**THE TASK:** Please go over the material below and count each line with the string "trim", giving only the total.

------ TASK DATA ------

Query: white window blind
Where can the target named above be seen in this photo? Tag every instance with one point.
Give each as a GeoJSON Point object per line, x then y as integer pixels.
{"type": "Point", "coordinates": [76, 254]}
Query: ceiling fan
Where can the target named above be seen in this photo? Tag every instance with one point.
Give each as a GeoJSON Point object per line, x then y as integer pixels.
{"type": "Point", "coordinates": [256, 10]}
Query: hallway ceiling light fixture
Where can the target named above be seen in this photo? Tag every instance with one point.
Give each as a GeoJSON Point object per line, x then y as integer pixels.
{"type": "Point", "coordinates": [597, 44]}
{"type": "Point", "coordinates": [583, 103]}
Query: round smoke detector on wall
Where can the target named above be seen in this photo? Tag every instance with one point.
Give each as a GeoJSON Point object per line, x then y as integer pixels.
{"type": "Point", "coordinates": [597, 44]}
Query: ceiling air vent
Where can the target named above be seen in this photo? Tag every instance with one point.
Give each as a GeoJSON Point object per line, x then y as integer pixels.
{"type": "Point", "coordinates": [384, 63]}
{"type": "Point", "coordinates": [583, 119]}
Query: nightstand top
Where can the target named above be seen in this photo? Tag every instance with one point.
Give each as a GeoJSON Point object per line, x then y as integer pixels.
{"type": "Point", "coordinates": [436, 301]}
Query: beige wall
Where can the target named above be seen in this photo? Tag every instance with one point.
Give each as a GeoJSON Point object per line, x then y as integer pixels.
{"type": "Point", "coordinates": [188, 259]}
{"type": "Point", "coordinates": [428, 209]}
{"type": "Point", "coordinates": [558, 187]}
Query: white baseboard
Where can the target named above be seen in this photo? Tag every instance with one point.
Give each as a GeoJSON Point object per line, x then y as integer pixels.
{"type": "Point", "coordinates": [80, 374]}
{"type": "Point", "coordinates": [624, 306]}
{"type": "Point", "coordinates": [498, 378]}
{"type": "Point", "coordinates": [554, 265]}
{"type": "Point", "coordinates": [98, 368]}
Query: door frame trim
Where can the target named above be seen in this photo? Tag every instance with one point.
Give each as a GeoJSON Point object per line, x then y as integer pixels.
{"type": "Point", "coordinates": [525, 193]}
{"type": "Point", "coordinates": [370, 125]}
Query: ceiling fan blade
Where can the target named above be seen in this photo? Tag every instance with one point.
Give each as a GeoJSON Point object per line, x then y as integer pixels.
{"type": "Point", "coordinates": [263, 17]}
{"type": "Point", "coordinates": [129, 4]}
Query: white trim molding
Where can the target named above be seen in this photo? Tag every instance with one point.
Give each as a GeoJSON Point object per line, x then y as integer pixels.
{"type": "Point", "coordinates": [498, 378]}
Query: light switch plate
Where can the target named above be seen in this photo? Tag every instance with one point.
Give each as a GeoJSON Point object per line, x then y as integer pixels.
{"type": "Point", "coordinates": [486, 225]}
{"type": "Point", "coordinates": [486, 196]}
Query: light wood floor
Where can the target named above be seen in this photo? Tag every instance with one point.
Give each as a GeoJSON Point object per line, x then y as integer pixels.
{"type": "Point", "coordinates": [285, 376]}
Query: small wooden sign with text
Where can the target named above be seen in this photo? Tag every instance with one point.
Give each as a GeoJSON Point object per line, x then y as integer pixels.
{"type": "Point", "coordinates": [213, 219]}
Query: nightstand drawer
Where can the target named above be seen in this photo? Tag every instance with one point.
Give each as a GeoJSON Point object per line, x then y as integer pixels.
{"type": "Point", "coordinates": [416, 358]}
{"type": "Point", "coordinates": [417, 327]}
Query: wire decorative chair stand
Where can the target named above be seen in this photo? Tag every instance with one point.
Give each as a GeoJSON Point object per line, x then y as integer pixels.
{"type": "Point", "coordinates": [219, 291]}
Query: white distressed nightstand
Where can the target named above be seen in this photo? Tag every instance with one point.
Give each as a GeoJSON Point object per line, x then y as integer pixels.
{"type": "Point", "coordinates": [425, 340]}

------

**RESPONSE:** 2